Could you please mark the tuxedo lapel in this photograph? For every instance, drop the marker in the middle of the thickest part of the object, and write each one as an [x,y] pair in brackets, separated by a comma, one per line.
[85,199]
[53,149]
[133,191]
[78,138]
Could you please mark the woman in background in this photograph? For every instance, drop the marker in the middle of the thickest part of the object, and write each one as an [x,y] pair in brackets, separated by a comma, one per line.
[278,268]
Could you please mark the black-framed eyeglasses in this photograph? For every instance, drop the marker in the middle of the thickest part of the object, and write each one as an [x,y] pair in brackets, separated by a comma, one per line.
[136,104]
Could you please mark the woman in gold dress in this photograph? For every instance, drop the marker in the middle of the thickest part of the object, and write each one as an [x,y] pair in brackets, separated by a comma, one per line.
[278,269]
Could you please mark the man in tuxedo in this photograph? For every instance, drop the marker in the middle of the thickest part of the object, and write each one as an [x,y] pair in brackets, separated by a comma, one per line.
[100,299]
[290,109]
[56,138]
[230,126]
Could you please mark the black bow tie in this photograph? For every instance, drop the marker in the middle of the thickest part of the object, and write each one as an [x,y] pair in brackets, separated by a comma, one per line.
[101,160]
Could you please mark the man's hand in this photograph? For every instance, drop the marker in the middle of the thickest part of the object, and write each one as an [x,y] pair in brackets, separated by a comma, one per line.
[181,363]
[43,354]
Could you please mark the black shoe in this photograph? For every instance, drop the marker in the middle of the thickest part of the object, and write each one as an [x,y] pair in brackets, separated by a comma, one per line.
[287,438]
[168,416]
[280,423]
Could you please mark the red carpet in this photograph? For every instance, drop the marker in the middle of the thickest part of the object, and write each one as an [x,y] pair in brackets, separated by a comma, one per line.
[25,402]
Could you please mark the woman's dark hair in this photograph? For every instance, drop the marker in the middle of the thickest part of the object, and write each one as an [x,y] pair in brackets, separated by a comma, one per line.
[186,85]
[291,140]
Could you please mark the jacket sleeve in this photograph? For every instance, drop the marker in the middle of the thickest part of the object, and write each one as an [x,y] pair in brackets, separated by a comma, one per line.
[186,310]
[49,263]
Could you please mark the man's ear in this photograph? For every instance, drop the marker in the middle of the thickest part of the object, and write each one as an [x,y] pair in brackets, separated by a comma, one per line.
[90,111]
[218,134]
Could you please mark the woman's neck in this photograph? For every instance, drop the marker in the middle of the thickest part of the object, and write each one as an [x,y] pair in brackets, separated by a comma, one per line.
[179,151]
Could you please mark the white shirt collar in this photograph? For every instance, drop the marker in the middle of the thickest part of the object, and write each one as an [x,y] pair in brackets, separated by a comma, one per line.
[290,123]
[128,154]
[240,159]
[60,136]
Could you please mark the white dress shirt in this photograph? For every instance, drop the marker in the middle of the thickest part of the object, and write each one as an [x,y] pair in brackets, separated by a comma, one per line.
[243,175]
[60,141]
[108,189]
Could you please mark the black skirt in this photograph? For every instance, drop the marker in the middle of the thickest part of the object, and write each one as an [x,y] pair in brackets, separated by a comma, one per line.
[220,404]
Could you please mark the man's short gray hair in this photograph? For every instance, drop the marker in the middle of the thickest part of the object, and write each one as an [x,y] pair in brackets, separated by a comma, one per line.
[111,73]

**Work item:** Everything in the listing above should be printed again exactly.

**Answer area:**
Could you please mark the tuxedo lapel in this photograph? For every instance, drop the marker in the middle of the thickest part of the object, and write each one as an [x,y] pair in brackets, separated by a comma, one per line.
[85,199]
[53,149]
[133,191]
[78,138]
Could you please mark the woman in background in this photograph? For every instance, drop the marker in the middle of the thickest part of the object, and write each one as an [x,y] pair in brackets, separated by a comma, one per line.
[278,268]
Could you please mark the black-framed eyeglasses in this photograph? For every instance, drop the marker in the middle of the thickest part of the object, and write each one as an [x,y] pair in brackets, separated by a comma, one per line.
[136,104]
Could you please mark the woman in gold dress in this photograph? For every instance, drop the marker in the middle of the thickest part of the object, and write each one as an [x,y] pair in brackets, separated by a comma, one per line.
[278,269]
Could you please mark the man in tuxedo in this photograph? For every instance, drop the marker in the middle of the thickest part of the object, and write each one as an [x,y] pair in brackets, separated by a comma, one per line.
[100,299]
[290,109]
[56,138]
[230,126]
Could you please mark the black bow tie in this photograph? For every instance, drop the marker in the middle of the thickest part of the object, and write each one as an [x,y] pair in brackets, separated by a comma, one per line.
[101,160]
Could you please mark the man's hand in this photograph? For every instance, drop the marker in the middle of the thickest part of the object, and write each one as an [x,y] pair in brackets, separated by a comma, one per line.
[181,363]
[43,354]
Could you please mark the black shoe in this photograph? For every instance, drop the marker in the middle of the thickest part of the object, and write each one as an [x,y] pair in brackets, separated by a comma, one per line.
[287,438]
[168,416]
[280,423]
Could you please mark the red carpet in this photograph? For every instance, drop the marker in the middle of the thickest part of the object, and write each one as an [x,y] pair in brackets, separated by a comma, one per line.
[25,402]
Could you please mark the woman's dark hair in this photograph? For every instance, drop the marker in the middle of the thickest part of the object, and write each one as an [x,y] pair in brackets, separated by a comma, one per line.
[186,85]
[291,140]
Could you please mark the jacket sleeve in this photograph? For every instance, drop the marker in the middle of the thickest part of the object, and write each one as an [x,y] pair in brackets, separated by a comma, one per line.
[186,310]
[49,263]
Could you please mark the man's ear in this photograph? For every instance, drop the marker in the middle of the thickest part of the object, and write each one as an [x,y] pair in brackets, separated by a comma, one per line.
[90,111]
[218,134]
Could you please mark the woman's neck in this photograph? For every instance, drop the marker in the middle of the thickest part of the object, and write each one as an [x,y] pair in brackets, separated by a comma, one per line.
[179,151]
Could you please mark the white shirt collar in this photograph? For every instance, drop the marker in the middle of the thickest part of the object, and write each one as an [x,y] pair in brackets, separated by a comma, one per line.
[290,123]
[128,154]
[240,159]
[60,136]
Could you please mark the white dress shirt in this photograph? For every instance, drop the marker in the middle of the thickest part of the object, and write each one as an [x,y] pair in brackets, separated by a comma, one per line.
[243,175]
[60,141]
[108,189]
Could you please mark the black skirt in this photograph? For every instance, drop the marker in the middle of the thickest part of the object, and write each one as an [x,y] pair in brackets, separated by a comma, one per line.
[220,404]
Could you please mark the man's short gray hair in this photograph? For every instance, drop the marker in the middle of the thickest part of the object, and write each one as an [x,y] pair in brackets, separated by a comma, one per line.
[111,73]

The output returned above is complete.